(EXCERPTED DATA)

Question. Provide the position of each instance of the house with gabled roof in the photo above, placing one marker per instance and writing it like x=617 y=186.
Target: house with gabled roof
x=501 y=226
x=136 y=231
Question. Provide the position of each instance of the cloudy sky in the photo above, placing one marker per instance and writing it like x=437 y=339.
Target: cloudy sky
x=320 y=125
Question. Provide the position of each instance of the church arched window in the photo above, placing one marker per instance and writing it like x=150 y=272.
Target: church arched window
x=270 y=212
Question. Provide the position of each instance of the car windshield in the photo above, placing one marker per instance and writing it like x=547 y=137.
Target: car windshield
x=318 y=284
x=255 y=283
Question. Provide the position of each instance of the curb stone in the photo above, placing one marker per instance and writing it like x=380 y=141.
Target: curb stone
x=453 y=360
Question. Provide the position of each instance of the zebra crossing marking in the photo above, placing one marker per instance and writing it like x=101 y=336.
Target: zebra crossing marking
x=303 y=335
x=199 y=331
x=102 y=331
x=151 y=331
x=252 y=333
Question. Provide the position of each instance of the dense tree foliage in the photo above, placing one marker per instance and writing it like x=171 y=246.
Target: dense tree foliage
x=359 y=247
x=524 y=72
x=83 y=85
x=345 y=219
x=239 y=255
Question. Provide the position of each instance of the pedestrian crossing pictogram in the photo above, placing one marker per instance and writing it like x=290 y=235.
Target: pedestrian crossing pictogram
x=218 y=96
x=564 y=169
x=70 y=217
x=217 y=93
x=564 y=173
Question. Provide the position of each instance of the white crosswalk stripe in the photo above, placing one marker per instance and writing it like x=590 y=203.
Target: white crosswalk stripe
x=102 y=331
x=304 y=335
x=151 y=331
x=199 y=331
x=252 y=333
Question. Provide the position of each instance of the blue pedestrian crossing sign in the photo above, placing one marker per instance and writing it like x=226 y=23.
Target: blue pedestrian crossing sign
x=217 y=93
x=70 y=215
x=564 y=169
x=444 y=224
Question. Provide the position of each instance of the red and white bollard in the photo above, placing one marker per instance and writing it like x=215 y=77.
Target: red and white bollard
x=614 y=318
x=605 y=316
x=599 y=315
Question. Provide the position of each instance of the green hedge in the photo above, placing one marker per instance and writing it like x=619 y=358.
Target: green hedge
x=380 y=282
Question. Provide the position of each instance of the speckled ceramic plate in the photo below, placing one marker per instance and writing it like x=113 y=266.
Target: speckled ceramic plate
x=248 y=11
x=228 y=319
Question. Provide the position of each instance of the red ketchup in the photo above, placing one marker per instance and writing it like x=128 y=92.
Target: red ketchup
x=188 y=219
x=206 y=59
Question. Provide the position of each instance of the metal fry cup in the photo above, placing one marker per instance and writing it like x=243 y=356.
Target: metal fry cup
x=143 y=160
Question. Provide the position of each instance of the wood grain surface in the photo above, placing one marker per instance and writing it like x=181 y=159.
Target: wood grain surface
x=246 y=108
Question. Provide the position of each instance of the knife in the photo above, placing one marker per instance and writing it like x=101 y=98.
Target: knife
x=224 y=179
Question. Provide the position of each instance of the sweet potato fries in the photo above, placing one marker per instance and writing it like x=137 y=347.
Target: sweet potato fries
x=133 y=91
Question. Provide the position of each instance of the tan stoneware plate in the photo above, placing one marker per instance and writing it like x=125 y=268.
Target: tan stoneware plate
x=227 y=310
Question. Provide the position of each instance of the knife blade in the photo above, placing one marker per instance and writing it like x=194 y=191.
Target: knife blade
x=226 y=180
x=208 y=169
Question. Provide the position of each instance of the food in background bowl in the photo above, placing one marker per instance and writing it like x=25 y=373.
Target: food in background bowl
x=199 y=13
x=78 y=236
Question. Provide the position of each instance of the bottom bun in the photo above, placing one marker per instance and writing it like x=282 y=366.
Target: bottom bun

(End EXCERPTED DATA)
(EXCERPTED DATA)

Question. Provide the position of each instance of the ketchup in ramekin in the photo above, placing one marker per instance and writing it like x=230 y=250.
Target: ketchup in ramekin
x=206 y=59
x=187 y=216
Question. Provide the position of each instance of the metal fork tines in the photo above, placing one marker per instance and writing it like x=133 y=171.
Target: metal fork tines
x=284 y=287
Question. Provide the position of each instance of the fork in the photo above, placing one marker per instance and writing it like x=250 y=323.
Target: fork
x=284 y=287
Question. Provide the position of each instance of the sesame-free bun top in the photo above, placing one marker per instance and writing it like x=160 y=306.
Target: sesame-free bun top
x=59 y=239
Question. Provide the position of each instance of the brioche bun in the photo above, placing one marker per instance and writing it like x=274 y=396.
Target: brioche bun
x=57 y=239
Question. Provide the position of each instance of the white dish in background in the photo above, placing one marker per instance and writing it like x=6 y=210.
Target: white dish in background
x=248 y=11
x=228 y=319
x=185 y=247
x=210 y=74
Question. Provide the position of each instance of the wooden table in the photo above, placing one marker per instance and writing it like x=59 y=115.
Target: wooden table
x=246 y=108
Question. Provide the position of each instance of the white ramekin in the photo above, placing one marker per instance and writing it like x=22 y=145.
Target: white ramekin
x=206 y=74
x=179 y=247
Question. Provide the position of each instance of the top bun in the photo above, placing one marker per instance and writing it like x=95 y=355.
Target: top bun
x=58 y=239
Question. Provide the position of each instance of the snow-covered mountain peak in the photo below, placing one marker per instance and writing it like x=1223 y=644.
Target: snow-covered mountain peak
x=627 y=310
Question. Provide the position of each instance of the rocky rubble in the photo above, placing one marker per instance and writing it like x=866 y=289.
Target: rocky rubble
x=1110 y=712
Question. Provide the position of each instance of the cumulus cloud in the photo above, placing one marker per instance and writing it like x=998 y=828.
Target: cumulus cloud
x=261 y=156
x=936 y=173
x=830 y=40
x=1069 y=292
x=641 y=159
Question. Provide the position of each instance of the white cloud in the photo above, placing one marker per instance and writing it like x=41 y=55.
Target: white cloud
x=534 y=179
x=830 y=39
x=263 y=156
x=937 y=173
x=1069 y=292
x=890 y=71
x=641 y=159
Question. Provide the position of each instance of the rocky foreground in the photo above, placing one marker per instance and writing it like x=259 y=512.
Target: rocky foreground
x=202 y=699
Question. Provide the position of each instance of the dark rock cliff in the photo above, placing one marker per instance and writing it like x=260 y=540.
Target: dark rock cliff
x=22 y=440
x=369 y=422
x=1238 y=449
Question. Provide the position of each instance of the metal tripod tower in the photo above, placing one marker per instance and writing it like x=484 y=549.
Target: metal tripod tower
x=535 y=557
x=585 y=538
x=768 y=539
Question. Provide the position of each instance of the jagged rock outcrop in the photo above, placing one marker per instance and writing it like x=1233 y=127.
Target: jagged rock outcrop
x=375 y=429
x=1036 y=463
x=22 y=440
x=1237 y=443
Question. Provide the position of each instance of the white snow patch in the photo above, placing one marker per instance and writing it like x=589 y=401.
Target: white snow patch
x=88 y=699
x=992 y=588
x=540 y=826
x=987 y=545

(End EXCERPTED DATA)
(EXCERPTED DATA)

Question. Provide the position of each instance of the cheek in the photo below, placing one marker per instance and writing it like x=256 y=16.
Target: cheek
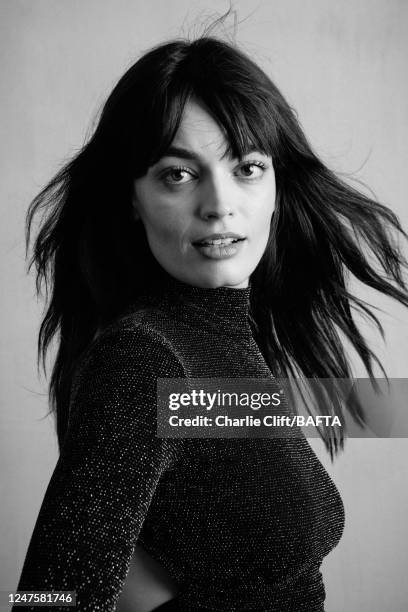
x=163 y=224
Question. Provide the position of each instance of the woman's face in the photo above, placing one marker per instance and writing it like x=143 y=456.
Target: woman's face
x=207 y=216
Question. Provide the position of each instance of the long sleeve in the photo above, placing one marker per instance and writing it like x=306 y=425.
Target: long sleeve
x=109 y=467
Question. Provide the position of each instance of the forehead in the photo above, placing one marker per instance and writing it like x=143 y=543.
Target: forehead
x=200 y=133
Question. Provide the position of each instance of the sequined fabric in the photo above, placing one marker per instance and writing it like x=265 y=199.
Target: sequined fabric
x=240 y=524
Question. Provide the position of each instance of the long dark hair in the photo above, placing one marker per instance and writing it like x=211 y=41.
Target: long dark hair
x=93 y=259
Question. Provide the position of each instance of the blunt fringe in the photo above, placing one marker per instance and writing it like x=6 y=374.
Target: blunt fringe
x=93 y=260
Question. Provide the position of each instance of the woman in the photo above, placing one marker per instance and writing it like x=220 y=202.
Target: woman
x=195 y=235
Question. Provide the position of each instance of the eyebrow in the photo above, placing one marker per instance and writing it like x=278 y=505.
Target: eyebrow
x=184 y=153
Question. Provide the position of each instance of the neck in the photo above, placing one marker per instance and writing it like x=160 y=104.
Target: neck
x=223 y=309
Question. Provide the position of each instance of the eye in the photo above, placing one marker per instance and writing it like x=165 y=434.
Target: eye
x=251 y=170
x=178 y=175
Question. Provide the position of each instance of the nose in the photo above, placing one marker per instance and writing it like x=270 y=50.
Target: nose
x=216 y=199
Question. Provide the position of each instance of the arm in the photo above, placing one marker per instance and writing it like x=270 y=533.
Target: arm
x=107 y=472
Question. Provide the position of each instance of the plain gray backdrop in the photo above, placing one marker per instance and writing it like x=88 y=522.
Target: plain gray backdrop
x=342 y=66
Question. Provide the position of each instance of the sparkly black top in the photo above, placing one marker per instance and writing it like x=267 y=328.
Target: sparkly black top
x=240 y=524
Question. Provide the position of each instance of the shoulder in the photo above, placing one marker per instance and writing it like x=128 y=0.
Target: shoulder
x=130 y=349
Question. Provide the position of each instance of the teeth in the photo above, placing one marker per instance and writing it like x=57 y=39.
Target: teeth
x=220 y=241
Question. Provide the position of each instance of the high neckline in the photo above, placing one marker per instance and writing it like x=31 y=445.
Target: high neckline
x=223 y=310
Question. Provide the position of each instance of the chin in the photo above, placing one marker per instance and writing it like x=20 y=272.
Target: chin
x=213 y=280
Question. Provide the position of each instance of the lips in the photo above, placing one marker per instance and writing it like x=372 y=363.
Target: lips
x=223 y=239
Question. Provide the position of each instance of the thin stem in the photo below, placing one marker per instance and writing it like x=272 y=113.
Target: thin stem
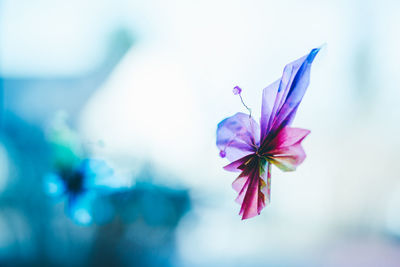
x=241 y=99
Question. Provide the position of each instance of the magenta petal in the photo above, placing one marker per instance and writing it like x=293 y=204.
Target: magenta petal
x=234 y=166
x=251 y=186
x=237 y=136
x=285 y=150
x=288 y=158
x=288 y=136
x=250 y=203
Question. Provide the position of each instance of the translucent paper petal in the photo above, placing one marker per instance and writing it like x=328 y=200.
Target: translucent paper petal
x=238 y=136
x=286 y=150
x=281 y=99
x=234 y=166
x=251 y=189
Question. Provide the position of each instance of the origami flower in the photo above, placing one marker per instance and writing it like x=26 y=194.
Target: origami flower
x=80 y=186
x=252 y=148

(End EXCERPTED DATA)

▶ **WHAT TO WORK ON**: Look for the string "bottom" in the records, and copy every line where it is found.

▶ **PROBLEM SOLUTION**:
Question. Provide the position of each instance of the bottom bun in the photo above, placing one marker per instance and writing it like x=282 y=366.
Target: bottom bun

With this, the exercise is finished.